___ EXTRACT PROVIDED ___

The body count in the book is somwhere around all of Shakespeare's tragedies combined, and justice becomes a pretty abstract idea. But it works because Faust writes energetic prose with large doses of dark, violent, sexual humor. She keeps the pages turning rapidly with surprising plot twists and solid dialogue, and even makes you believe that Angel can live to tell us about this tale.
And so on the second of the Angel Dare stories and I have to say that this is just as fast paced and brutal as the first however as the cover (both front and back) shows the story moves from the world of porn to MMA.
I have to say that some of the scenes are disturbing although from my rather sheltered view of the world I do not doubt reflect aspects of the real world (this is why I think I am going to immerse myself in something utterly fantastical to disconnect).
However again we see the heroine of the story Angel dare stepping up and show the world her true resilience and the fact that she cannot rely on anyone around her (especially since they are nearly all men) and must consider the fact that the best person to look after her is herself.
This book is not for the easily shocked or offended however I have to say this book has demonstrated you can be a hero and a "badass" and a woman at the same time - Christina Faust I salute you and I hope this is not the end of Ms Dares story.
Choke Hold picks up not long after Money Shot ends, timewise it's maybe less than a year. It's not been easy time, though. Angel Dare has been in and out of the Witness Protection program. While there are some flashbacks to fill in what's happened in the meantime, the one thing you'll notice about this book is the pace. You know how people say things like "thrill ride" and "rollercoaster" and usually you just yawn? If Money Shot was a wild race, Choke Hold is desperate dash through a war torn bomb corridor. It simply doesn't let up for more than a breath now and then. And it's so noir you could black your shoes with it. Hope you never meet Angel Dare, because you're not too likely to survive it. When I finished this book -- and believe me, I barely put it down once I picked it up -- I went back and re-read quite a bit of it, picking apart just how Faust did what she did. Superb stuff.
Former adult-film star Angel Dare is one of the most original and compelling characters in modern noir fiction. She's tough and vulnerable, scared and courageous, cynical and sentimental. She's taken some damage (and she'll take quite a bit more in this book), but she's as capable of dishing out her own brand of damage in heaping helpings. And she'll use anything, from a gun to a shovel to her, shall we say, professional talents to survive and to defend the people she's promised to protect.
This one's a bit bleaker than the first one (and I didn't think that was possible), but the pace, and Christa Faust's strong, clear narrative voice are irresistible. Highly recommended.

___ SUPPLIED RECORDS ___

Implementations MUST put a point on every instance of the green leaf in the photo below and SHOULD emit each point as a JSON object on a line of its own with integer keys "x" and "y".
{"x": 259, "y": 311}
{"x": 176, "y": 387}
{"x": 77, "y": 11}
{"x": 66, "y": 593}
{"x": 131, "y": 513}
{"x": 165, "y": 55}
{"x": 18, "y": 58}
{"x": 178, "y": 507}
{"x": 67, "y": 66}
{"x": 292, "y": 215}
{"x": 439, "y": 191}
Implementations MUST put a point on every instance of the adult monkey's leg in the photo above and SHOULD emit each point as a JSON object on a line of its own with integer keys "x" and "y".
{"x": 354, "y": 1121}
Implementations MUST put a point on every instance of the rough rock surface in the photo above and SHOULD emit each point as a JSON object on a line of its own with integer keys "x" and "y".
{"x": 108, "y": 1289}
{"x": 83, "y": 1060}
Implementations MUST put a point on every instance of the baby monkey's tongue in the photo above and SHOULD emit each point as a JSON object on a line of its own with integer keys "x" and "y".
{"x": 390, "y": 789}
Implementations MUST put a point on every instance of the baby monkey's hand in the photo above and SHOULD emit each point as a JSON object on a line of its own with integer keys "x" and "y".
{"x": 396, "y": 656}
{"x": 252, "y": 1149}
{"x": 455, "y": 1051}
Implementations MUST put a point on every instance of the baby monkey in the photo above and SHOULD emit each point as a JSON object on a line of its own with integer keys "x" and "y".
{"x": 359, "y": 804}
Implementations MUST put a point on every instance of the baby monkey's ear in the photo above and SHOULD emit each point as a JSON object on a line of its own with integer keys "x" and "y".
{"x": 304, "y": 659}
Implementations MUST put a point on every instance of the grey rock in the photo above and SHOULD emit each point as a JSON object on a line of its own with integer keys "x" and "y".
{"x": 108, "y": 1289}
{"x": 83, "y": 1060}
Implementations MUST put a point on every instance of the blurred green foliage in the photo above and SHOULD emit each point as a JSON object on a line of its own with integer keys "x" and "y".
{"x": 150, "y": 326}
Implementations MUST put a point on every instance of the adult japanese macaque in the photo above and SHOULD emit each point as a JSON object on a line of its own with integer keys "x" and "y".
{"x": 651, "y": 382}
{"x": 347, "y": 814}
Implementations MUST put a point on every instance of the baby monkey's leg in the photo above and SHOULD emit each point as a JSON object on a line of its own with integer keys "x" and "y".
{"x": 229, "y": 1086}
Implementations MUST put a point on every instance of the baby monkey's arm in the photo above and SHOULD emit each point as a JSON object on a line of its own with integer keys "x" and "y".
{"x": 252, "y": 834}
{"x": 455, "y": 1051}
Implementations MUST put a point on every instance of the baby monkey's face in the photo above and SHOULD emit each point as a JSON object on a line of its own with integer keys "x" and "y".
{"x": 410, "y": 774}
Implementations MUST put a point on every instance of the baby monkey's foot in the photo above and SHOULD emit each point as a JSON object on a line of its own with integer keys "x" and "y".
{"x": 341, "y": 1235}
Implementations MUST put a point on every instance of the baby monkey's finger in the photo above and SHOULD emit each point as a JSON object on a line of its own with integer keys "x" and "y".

___

* REQUIRED TASKS:
1. In the Choke Hold reviews, what program has Angel Dare been in and out of since Money Shot ended?
2. Continue the Choke Hold reviews from where they stop.

* RESPONSES IN ORDER:
1. The Witness Protection program.

2.
Maybe I'm a bit tough in my rating. I really enjoyed the book, it was fast moving, a good plot, a good story, violent with a brutal ending. But at the end of the day it was a story about an ex-porn star, on witness protection, getting mixed up with mixed marshal arts (MMA) fighters. Probably a journey too far into the cartoonish for me, and not as good as the first Angel Dare book. I think I saw someone describe this book as B-Noir, in my mind a perfect description --- but don't let this review put you off reading the book, just know what you're jumping into!
UPDATE: Upon reflection, there are sequences here I can't get out of my head and for pure escapist reading, this one is hard to beat, as the pages fly by. During the next holiday with relatives, I might take a stack of Faust's books. ORIGINAL REVIEW: I'm better suited to the Hardy Boys (Case File #51) version of a "Choke Hold". The sex here turns horrific: our heroine, Angel, rebels against abused women in porn, but then participates (in a grueling porn movie shoot) in the end (of the book, natch) as part of a deal to get herself and two guys out of the country. Which means she is back where she started, allowing herself to be abused. I liked the sports story plot though, and that kept me reading. There is a market for Angel Dare. It's called "Books Not For me."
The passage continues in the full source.